La pandemia llegó de repente y se estacionó en el sistema de salud del universo, llenando de espanto, temor y angustia al mundo.
La incertidumbre se paseó por toda la tierra y tocó la puerta de ricos y pobres, de grandes y pequeños, de blancos y negros, de creyentes y ateos, de comunistas y demócratas, en fin, de todo el mundo. Entonces, se cayeron los pronósticos y las proyecciones. Los proyectos se desvanecieron. Las economías se frizaron. El mundo se detuvo y sobró tiempo para caer de rodillas y llorar, para despertar la fe, para ver nuestras fragilidades y simplezas. Para abrir los brazos e implorar. Para cubrirnos la boca y orar en silencio.
El dolor ha sido colectivo y universal. Cerca y lejos la pandemia enlutó la vida y la tierra se inundó de tristeza y lamentos. El encierro ha sido largo y pesaroso por la terquedad de un virus que se renueva. Ya estamos cansados de silencio, de mirar la noche y la distancia, de ser sombra, de llorar ausencias, de pesares, en fin, de agonizar desde nuestro espanto.
Vivimos en una cárcel hecha de miedo y solo nos queda pedirles a la gente que se vacune y al Señor que tenga piedad de nosotros y milagrosamente se lleve este virus a un lugar donde no le haga daño a nadie. Amén.

*****

Qué se pide
¿Puedes reescribir el fragmento del texto sobre la pandemia que empieza con "La incertidumbre se" y termina con "desde nuestro espanto.", cambiando "pesaroso" por "agobiante"? No hace falta consultar el listado.

Entradas de datos guardadas

*****

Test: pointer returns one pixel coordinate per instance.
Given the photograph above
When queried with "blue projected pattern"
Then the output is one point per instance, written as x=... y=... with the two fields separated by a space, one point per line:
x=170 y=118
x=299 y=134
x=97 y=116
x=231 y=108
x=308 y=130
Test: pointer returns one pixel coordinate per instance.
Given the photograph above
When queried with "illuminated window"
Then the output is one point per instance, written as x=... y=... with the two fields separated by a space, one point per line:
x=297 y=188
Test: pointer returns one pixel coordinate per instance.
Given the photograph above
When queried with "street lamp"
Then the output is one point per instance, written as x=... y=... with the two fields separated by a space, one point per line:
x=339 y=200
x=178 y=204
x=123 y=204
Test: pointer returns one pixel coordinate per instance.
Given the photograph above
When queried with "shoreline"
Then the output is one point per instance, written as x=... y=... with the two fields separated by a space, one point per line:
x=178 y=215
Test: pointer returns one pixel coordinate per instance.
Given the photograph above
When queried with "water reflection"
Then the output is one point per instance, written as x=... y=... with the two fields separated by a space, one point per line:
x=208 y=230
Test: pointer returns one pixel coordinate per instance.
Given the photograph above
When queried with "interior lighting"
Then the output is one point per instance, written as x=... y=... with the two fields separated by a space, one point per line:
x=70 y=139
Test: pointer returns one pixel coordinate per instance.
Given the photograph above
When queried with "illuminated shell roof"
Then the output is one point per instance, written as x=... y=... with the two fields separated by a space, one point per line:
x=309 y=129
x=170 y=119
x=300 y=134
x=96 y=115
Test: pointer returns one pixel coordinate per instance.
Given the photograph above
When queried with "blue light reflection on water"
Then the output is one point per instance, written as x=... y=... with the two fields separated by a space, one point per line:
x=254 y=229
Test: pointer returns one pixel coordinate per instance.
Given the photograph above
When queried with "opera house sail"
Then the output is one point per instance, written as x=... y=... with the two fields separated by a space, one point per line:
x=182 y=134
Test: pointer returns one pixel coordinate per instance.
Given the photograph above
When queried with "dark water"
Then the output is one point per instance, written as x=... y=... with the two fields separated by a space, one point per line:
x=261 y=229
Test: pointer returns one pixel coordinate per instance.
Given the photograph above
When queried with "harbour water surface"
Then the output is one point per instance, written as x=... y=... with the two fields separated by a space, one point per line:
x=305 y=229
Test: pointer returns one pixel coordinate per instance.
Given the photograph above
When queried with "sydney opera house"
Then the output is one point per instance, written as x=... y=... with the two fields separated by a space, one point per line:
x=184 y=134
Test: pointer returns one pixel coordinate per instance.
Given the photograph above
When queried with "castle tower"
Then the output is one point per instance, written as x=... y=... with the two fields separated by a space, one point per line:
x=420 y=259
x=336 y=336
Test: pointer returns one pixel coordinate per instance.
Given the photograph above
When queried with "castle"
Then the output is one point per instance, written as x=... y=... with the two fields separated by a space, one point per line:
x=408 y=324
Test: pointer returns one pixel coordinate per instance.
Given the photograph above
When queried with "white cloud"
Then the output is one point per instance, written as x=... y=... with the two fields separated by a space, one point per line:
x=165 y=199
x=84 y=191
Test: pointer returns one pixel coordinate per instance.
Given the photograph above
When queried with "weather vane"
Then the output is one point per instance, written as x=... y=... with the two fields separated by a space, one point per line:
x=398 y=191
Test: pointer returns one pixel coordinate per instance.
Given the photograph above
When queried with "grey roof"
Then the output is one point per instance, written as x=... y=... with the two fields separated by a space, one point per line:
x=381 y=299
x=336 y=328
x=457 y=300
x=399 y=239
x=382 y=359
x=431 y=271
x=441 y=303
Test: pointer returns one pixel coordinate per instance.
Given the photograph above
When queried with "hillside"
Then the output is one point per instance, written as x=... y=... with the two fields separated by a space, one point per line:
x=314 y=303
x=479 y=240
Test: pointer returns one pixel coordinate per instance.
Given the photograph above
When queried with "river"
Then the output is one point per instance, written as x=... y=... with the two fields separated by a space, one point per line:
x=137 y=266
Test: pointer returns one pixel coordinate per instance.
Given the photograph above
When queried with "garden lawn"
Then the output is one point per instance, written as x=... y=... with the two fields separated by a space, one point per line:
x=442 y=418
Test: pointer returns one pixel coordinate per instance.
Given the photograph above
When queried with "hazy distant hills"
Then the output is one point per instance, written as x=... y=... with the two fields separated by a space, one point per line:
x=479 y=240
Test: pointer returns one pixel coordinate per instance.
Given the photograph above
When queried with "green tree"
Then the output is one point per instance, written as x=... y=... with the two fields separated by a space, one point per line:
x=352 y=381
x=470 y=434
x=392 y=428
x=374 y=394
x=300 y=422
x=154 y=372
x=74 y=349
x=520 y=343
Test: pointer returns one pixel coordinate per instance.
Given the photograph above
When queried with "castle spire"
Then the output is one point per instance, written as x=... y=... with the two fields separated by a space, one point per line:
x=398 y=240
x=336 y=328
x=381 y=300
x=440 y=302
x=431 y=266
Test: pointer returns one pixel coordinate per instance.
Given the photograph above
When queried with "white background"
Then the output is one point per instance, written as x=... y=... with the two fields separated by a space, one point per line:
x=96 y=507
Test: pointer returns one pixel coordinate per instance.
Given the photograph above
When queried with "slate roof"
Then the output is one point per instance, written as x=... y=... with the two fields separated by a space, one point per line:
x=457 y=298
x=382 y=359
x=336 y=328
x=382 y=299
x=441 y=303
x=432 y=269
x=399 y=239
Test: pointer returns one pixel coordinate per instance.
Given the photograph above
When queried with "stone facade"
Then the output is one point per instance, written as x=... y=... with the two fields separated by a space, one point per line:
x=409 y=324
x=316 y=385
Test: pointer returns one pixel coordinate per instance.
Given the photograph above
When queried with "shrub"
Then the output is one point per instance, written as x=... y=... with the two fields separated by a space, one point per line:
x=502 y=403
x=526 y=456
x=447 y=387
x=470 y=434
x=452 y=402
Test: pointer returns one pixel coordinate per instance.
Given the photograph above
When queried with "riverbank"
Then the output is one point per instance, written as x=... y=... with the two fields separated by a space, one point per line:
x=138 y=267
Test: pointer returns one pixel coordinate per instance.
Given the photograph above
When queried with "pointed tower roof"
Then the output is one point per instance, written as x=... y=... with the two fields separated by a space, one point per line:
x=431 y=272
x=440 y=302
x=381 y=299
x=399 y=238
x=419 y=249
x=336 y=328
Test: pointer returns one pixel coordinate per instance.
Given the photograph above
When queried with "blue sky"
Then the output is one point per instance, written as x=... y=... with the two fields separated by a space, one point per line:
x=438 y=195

*****

Ejercicio resuelto
La incertidumbre se paseó por toda la tierra y tocó la puerta de ricos y pobres, de grandes y pequeños, de blancos y negros, de creyentes y ateos, de comunistas y demócratas, en fin, de todo el mundo. Entonces, se cayeron los pronósticos y las proyecciones. Los proyectos se desvanecieron. Las economías se frizaron. El mundo se detuvo y sobró tiempo para caer de rodillas y llorar, para despertar la fe, para ver nuestras fragilidades y simplezas. Para abrir los brazos e implorar. Para cubrirnos la boca y orar en silencio.
El dolor ha sido colectivo y universal. Cerca y lejos la pandemia enlutó la vida y la tierra se inundó de tristeza y lamentos. El encierro ha sido largo y agobiante por la terquedad de un virus que se renueva. Ya estamos cansados de silencio, de mirar la noche y la distancia, de ser sombra, de llorar ausencias, de pesares, en fin, de agonizar desde nuestro espanto.